▶ Task instructions
How many lines of the data below contain the string "cable", with case counting? Reply with the number alone.

▶ Records supplied
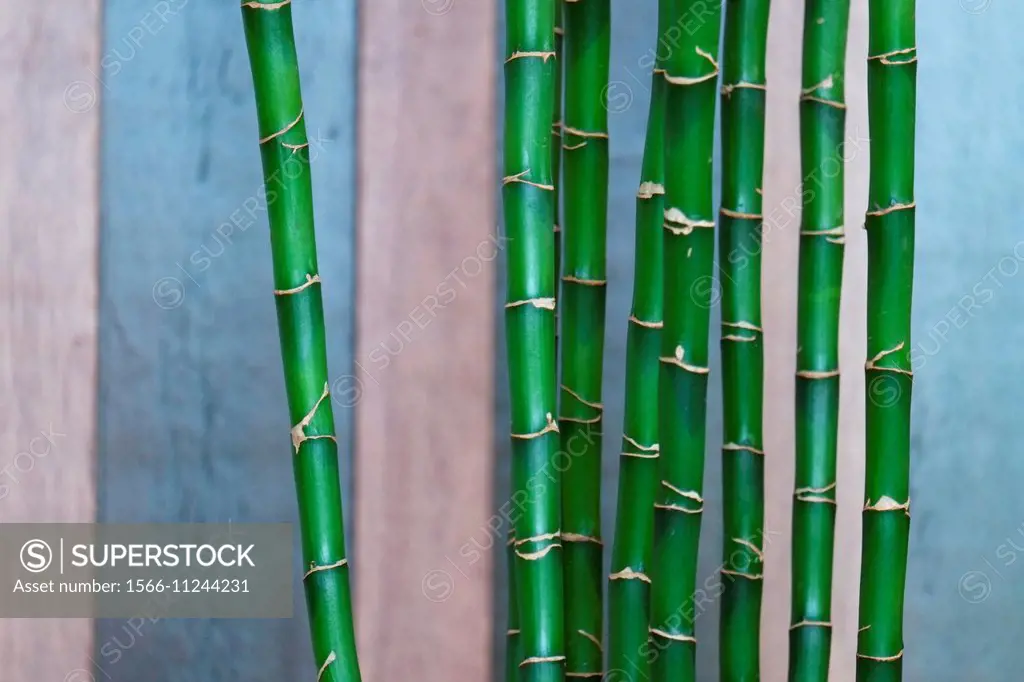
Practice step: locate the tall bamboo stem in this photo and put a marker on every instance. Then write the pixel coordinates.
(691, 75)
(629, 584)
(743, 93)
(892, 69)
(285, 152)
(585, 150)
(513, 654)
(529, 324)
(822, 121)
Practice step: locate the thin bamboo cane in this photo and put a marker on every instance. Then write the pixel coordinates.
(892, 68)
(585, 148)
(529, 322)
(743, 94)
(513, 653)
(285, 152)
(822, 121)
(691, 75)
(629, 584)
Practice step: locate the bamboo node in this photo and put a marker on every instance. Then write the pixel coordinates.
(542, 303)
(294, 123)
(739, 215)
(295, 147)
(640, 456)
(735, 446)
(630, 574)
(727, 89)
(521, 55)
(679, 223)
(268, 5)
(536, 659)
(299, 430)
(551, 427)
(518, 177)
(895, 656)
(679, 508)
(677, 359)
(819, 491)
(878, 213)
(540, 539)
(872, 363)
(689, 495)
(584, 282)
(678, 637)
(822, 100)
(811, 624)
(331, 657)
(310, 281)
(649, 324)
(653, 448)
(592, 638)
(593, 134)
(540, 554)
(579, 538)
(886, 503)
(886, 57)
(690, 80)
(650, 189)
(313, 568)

---

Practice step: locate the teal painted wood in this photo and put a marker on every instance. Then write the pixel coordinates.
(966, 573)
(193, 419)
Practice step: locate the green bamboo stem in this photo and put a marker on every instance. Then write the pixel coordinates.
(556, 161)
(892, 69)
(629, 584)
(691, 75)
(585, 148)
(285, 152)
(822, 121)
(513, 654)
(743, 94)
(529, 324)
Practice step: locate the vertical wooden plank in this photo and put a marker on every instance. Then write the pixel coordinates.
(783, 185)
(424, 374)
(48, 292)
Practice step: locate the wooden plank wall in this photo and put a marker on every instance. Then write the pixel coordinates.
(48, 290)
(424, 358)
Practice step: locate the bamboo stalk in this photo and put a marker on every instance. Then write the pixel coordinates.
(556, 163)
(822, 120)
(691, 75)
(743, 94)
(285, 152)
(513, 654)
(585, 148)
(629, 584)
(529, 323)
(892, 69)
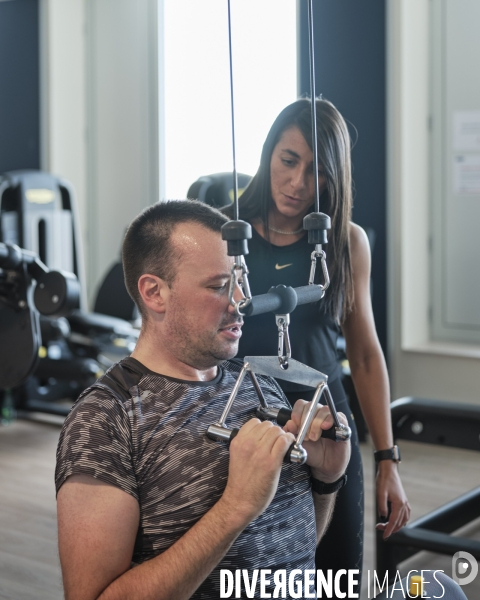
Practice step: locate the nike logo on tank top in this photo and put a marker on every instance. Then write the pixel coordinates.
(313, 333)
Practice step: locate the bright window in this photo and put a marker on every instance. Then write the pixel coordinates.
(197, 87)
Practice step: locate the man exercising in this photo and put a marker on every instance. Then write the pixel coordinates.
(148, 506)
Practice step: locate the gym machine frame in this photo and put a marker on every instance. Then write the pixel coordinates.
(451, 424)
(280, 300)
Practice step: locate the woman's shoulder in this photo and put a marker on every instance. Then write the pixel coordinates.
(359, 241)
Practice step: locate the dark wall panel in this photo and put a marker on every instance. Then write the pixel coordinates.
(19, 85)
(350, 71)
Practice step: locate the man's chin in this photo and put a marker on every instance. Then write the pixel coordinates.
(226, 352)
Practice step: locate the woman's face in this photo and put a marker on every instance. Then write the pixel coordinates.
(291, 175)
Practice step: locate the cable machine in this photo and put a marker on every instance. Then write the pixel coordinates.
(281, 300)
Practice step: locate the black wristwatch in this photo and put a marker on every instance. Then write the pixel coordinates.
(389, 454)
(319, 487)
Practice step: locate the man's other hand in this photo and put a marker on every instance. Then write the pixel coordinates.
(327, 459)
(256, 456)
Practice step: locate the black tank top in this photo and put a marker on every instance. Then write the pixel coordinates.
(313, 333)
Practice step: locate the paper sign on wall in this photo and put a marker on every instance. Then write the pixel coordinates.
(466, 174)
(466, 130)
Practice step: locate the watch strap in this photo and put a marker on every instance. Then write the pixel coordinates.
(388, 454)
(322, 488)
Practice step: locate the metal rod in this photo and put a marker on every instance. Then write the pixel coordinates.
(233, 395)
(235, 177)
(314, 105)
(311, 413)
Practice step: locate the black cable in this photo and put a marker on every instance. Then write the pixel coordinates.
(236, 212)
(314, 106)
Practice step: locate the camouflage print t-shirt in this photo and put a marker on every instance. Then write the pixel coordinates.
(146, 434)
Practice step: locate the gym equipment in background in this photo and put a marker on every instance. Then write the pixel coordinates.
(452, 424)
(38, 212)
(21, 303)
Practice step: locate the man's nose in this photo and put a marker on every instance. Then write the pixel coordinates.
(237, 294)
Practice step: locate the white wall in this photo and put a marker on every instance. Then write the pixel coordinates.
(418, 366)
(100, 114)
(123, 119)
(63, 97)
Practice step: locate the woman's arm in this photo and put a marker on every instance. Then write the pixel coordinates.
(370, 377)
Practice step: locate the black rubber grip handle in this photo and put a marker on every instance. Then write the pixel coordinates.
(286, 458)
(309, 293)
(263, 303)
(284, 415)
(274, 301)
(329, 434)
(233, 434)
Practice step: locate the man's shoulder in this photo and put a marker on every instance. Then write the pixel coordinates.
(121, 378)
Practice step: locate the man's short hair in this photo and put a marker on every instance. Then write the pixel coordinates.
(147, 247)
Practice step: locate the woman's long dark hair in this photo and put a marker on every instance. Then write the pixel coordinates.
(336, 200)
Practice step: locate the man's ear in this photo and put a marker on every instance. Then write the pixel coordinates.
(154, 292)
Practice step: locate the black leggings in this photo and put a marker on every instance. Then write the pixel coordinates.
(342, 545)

* * *

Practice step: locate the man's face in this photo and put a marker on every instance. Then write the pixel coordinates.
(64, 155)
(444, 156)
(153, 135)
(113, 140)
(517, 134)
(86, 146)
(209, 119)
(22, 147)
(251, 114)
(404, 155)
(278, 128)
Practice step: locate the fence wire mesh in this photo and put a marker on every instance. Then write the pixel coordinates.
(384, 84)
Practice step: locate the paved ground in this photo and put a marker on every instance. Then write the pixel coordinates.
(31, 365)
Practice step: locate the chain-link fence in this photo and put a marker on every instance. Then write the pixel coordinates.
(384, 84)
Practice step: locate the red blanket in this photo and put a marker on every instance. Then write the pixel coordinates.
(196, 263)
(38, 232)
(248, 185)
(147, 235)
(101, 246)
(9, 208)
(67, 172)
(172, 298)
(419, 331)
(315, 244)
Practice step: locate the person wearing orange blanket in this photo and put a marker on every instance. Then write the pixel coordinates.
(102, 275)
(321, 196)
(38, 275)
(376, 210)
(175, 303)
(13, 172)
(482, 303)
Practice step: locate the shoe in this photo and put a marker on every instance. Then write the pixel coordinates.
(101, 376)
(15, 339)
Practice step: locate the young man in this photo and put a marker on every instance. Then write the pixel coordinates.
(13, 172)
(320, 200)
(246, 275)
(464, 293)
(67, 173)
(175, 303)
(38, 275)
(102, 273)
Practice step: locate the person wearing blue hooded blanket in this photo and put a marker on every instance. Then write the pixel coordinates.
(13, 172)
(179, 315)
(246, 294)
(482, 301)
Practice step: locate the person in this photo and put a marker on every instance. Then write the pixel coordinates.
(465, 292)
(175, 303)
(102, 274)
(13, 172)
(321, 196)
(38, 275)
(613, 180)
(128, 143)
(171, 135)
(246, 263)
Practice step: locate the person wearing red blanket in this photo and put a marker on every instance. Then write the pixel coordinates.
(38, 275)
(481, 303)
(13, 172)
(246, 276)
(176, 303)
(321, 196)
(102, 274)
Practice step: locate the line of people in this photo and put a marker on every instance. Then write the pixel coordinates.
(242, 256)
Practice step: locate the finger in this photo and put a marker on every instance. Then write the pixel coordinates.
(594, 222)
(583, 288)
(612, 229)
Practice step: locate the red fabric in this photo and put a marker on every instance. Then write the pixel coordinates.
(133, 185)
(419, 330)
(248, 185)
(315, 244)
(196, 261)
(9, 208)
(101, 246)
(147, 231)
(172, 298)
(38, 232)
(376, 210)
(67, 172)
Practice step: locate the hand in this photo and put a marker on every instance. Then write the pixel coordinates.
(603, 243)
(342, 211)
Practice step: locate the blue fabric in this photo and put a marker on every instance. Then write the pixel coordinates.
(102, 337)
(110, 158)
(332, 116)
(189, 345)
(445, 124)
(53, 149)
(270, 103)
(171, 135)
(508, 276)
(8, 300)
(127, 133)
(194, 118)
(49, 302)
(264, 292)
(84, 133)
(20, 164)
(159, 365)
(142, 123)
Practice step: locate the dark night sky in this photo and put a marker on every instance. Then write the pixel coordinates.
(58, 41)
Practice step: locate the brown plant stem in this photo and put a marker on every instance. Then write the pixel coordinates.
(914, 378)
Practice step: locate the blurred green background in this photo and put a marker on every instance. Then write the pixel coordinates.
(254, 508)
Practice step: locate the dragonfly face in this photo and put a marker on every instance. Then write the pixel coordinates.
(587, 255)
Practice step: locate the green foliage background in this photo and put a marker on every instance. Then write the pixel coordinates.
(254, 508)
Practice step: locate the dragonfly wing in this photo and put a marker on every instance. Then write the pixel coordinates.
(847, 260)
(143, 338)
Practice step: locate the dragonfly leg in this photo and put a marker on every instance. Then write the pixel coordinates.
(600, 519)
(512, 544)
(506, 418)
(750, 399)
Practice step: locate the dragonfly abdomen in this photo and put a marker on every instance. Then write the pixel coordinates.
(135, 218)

▶ Result of this task
2